__Exercise goal__
Make the copy match the entries below exactly, with no pictures carried over.

-- Material for the task follows --

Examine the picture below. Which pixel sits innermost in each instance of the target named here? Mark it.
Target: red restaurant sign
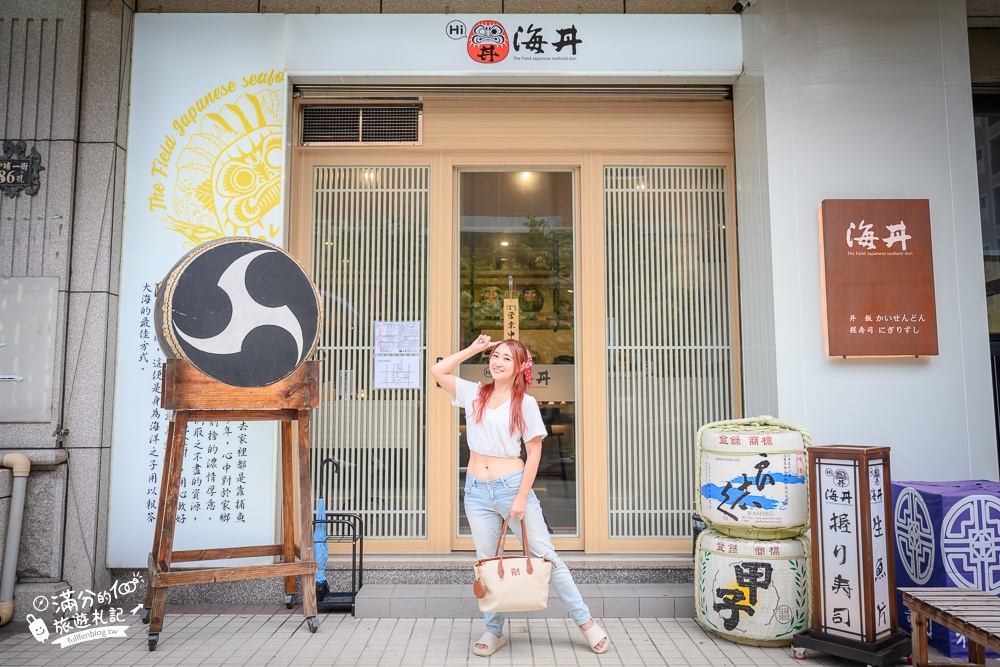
(878, 275)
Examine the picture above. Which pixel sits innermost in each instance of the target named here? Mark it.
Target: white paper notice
(398, 372)
(397, 337)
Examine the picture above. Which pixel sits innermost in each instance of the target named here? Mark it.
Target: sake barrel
(240, 310)
(751, 478)
(752, 591)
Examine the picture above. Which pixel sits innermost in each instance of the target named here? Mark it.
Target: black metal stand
(893, 648)
(344, 527)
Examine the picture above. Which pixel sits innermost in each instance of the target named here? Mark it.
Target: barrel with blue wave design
(752, 484)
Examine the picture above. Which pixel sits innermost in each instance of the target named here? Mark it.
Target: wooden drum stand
(195, 397)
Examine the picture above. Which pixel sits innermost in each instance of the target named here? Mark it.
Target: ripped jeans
(487, 503)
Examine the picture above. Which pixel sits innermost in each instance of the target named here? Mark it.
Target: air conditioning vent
(354, 124)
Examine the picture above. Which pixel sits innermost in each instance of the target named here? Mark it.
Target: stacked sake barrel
(752, 568)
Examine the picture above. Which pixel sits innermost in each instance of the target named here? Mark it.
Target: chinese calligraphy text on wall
(878, 278)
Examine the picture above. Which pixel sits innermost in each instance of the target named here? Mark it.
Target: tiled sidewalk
(272, 635)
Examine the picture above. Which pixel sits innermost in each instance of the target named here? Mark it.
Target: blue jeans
(487, 503)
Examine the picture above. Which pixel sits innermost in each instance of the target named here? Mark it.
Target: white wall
(862, 100)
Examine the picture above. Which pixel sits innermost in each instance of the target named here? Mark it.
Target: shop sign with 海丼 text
(878, 278)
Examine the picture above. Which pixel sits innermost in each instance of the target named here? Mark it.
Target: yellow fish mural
(229, 173)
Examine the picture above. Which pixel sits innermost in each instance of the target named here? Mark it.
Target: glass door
(516, 242)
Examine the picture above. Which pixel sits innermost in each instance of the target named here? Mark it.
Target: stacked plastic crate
(947, 535)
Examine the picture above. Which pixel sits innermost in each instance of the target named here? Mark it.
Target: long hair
(521, 356)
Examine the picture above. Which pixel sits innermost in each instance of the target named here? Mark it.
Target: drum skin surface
(241, 310)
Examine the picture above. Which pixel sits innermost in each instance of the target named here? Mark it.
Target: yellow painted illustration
(228, 175)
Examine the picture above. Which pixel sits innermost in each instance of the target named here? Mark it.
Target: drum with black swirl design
(240, 310)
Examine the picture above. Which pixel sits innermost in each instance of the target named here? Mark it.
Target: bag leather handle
(502, 543)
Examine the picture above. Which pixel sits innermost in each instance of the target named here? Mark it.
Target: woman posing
(499, 416)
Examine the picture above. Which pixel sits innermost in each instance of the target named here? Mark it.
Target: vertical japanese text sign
(853, 568)
(878, 277)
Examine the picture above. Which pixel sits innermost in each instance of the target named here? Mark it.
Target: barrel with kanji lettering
(753, 591)
(751, 478)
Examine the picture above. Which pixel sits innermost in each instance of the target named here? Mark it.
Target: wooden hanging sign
(878, 278)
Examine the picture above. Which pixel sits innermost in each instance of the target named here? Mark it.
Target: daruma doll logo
(488, 42)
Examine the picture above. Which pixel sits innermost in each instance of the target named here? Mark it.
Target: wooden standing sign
(878, 278)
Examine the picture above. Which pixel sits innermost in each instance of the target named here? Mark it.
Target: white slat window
(369, 261)
(669, 339)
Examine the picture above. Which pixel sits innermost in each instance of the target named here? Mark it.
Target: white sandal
(594, 635)
(491, 642)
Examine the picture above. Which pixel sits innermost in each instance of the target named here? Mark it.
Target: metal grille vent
(343, 124)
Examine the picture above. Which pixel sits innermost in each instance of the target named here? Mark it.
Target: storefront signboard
(878, 275)
(673, 48)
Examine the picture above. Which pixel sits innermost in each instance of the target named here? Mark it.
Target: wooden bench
(970, 612)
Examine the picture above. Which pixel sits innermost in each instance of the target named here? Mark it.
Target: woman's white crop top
(492, 436)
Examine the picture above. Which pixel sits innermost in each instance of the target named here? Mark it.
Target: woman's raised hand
(483, 342)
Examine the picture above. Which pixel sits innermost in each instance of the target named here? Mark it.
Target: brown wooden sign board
(878, 275)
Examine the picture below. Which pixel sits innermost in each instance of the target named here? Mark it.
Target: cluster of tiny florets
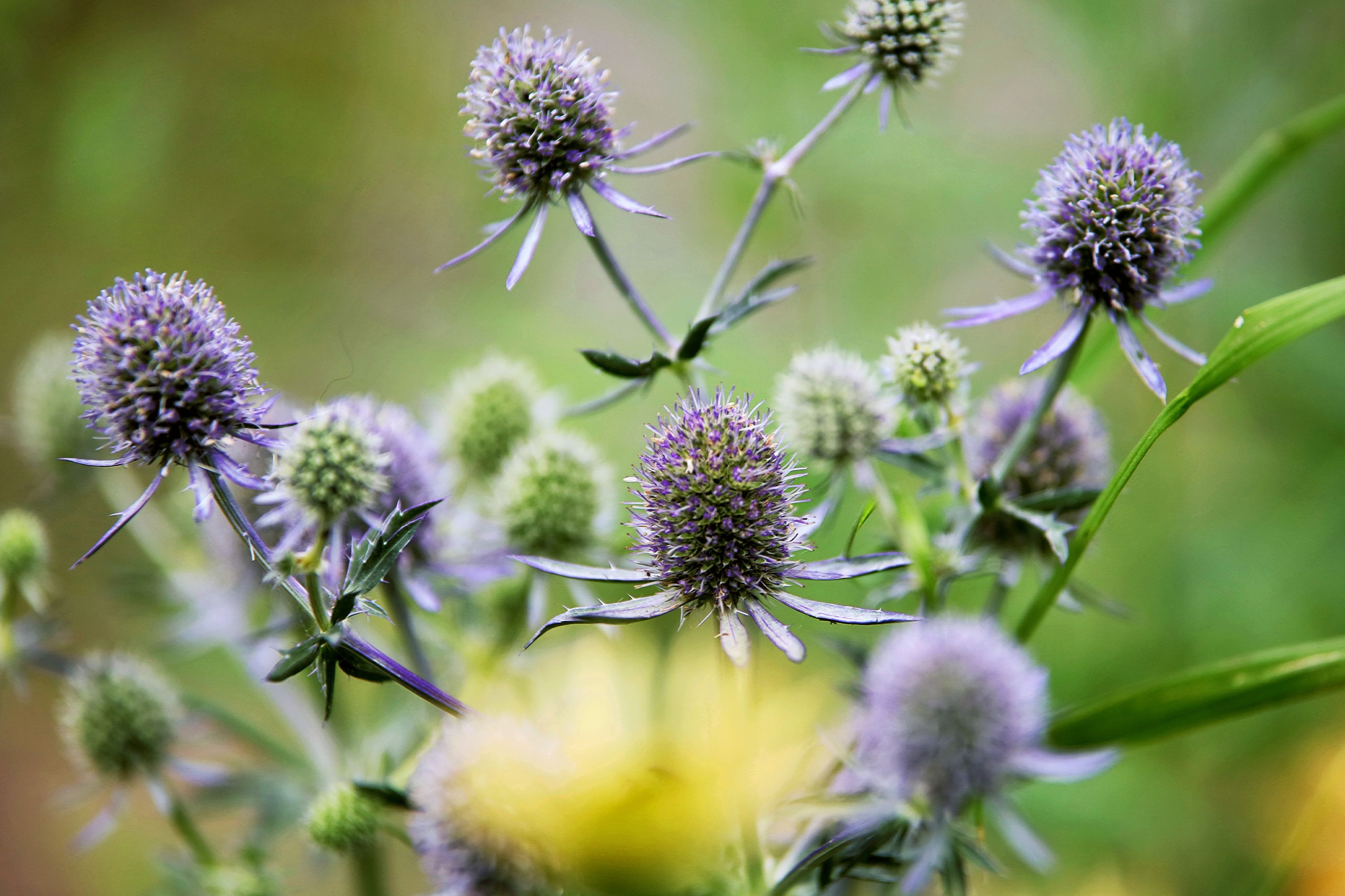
(832, 405)
(1071, 450)
(331, 465)
(907, 41)
(924, 364)
(344, 820)
(540, 112)
(490, 409)
(949, 707)
(549, 494)
(1116, 217)
(162, 369)
(120, 716)
(716, 510)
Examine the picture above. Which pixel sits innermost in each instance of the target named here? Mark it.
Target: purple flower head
(954, 711)
(1071, 450)
(166, 378)
(1116, 217)
(902, 44)
(541, 114)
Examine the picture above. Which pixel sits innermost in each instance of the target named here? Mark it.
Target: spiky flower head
(48, 409)
(120, 716)
(331, 465)
(541, 114)
(1071, 450)
(950, 708)
(1116, 217)
(163, 372)
(489, 411)
(832, 405)
(344, 820)
(906, 41)
(549, 494)
(716, 502)
(926, 364)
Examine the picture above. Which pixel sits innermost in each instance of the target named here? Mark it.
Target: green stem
(623, 286)
(1028, 430)
(1273, 153)
(771, 178)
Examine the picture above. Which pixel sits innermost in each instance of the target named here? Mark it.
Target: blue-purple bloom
(1116, 219)
(541, 114)
(715, 514)
(166, 377)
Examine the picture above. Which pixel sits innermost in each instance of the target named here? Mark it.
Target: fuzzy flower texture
(1116, 219)
(541, 114)
(166, 377)
(716, 521)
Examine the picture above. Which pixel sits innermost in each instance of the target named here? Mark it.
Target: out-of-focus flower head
(832, 405)
(120, 718)
(611, 774)
(1116, 219)
(541, 115)
(1070, 451)
(166, 377)
(903, 44)
(924, 364)
(551, 494)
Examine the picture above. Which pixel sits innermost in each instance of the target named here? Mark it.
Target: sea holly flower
(1116, 219)
(1055, 480)
(902, 44)
(715, 516)
(166, 378)
(954, 712)
(541, 114)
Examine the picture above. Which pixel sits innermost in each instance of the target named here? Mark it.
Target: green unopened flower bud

-- Material for the task concluded --

__Result for this exercise__
Examine the picture below. Which pixel sits innermost in each instance of the target named here? Mark it.
Target: red restaurant sign
(878, 275)
Examine the picture above. Which pixel sits innermost in each instance of the target named here? Mark it.
Target: white paper notice
(398, 372)
(397, 337)
Examine the picture above. Which pixel sits innermost in each instance of the target named here? Mark it.
Target: sake barrel
(240, 310)
(751, 478)
(752, 591)
Examine the picture above. Which pixel sits innermost in each instance of the target named here? Mark it.
Target: black metal stand
(893, 648)
(344, 527)
Examine the picture above. Which pixel sits innermost in each instance of the target named here? Mark it.
Target: barrel with blue wave design
(752, 484)
Examine the picture above. Which pixel sits innermost in each instance of the target named here? Mark it.
Target: wooden drum stand
(195, 397)
Examine the picture above. Which pixel sits innermost in each instance of the target named here? Mark it.
Target: ripped jeans
(487, 503)
Examine the picture above. Which pixel sits innermost in each instance of the target named here? Mark it.
Target: air conditioning vent
(354, 124)
Examine the picture above. Which pixel sits innermost in each instance of the target named here? Mark it.
Target: stacked sake barrel
(752, 568)
Examine the picture above. Which pixel sits innermost in each instance of the target named here? Mark it.
Target: chinese calligraphy text on wall
(878, 278)
Examine the picture above. Which pixel sits innermost in each instance of the target named here? Mark it.
Target: tiled sidewalk
(272, 635)
Examine the picture above. Which pixel sits innermost in each instance of the target named here? Mark it.
Target: blue jeans
(487, 503)
Examine the picture above. Which pixel sits innermost in each instance of the target named here? Mark it.
Target: white wall
(862, 100)
Examine the picture above. Which pixel sits innermost in each instance of the target named here? Mark it.
Target: shop sign with 海丼 text
(878, 278)
Examine the picture above. Which pixel sits innermost in each instance of the target named here? Mark it.
Target: yellow fish mural
(229, 173)
Examine the picture above. Which pixel sits innermost in each instance of the target named here? Mark it.
Target: glass door
(516, 242)
Examine the picture above. Which pixel sits innermost in each instance of the target named here? Mark it.
Target: stacked plastic crate
(947, 535)
Examine the picture above. Which pixel sits innermost in each instance of the target named here? Mark it.
Target: long hair
(521, 356)
Examine the picture above. Which pixel sits innermost in each instance of the target named here? Mark it.
Target: drum skin surface
(241, 310)
Examine the picture above. Which pixel sits innermost in each instance of the target named here? Mark it.
Target: yellow painted illustration
(228, 175)
Examine the picture above. Which pixel sits innermost in each instance of the target named here? Mark it.
Target: drum with black swirl design
(240, 310)
Examine the picture above. Which pixel sits innermost in each instance of the target named here? Mark it.
Target: bag leather handle
(502, 543)
Examine the picture above. Which pixel sits innermost in each instance of the target named here? Mark it.
Target: woman posing
(499, 416)
Examine the picture above. Which pixel sits innermost in each instance of the target named here? Mark it.
Target: vertical japanese text sign
(853, 568)
(878, 277)
Examine the picture above. Which pixel sits innermost in each instance of the target named here? Mark it.
Target: barrel with kanji lettering
(753, 591)
(751, 478)
Examine the picture above. Which pixel sits innermost in each instance of the target named here? Mark it.
Target: wooden hanging sign
(878, 278)
Examine the picture above. Which pixel sits innermost in each instance of the target named here? Mark it.
Target: daruma doll logo
(488, 42)
Examine the picture above. Which pixel sits innermost in each instance of the target named here? Mark it.
Target: wooden standing sign
(878, 278)
Examine the picture above. Which pixel sits innermost in each instance of the target named here? Mark it.
Target: white slat window
(369, 261)
(669, 339)
Examine the picture above. Which pixel sits innermost in each instance of the target named here? Mark it.
Target: white sandal
(594, 635)
(491, 642)
Examine the picture above. Which pixel sits innermost in each instance of the target named here? Mark it.
Target: metal grille vent
(343, 124)
Examine the picture above. Which pixel sits innermost in each instance of the target named here? Mark it.
Target: storefront signboard
(878, 275)
(673, 48)
Examine the picture above. Which pixel sits innermost in each instance of the target named here? Mark it.
Target: wooden bench
(970, 612)
Examine the picture above. Which pixel sits innermost in each instance of the target named here? Mark it.
Target: woman's white crop top
(492, 436)
Examine the picture above. Which pixel sits innermost in each instance of the target named here? Mark it.
Target: woman's raised hand
(483, 342)
Examine the picture above. Which pixel sits innermost in each instance of the target named here? Mark it.
Target: brown wooden sign board
(878, 275)
Examine the picture below. Which pixel sits innermost in each instance of the target named here? Mark it.
Target: cluster of tiny florets
(832, 405)
(1071, 450)
(331, 465)
(907, 41)
(924, 364)
(344, 820)
(540, 112)
(490, 409)
(949, 707)
(549, 494)
(1116, 217)
(162, 369)
(120, 716)
(716, 510)
Examine the picture above. Which pixel sits innermost in each instance of the target named here? Mark it.
Target: purple flower head
(954, 711)
(1071, 450)
(166, 378)
(1116, 217)
(902, 44)
(541, 114)
Examine the picture above. Which pixel sits innermost in each instance of the target named here? Mark it.
Target: spiky flower head
(48, 409)
(120, 716)
(331, 465)
(541, 114)
(1071, 450)
(950, 708)
(1116, 217)
(163, 372)
(489, 411)
(832, 405)
(344, 820)
(906, 41)
(549, 494)
(716, 502)
(926, 364)
Examine the picture above. Which pixel sits innermost in each instance of the target named here? Mark it.
Target: green stem
(623, 286)
(1028, 430)
(1273, 153)
(771, 178)
Examine the picture above. Which pixel sits innermost in each instance of the target named here? Mark it.
Target: blue-purple bloom
(1116, 219)
(541, 114)
(715, 514)
(166, 377)
Examine the picture above. Which pixel sits innermost in each instance of the target named here? Mark it.
Target: fuzzy flower texture
(1116, 219)
(541, 114)
(166, 377)
(716, 521)
Examine the picture above. Which pixel sits innermost in each instance of the target named here? Mark it.
Target: out-of-focus flower head
(832, 405)
(120, 718)
(611, 774)
(1116, 219)
(541, 115)
(1070, 451)
(166, 377)
(903, 44)
(924, 364)
(551, 494)
Examine the picture above. Which pixel sits innermost in each instance of the target named here? Mark it.
Target: sea holly flower
(1116, 219)
(1055, 480)
(902, 44)
(715, 516)
(166, 378)
(954, 712)
(541, 114)
Examine the picture above. Which pixel sits innermost in each instance of the target named here? Mark it.
Target: green unopened flower bud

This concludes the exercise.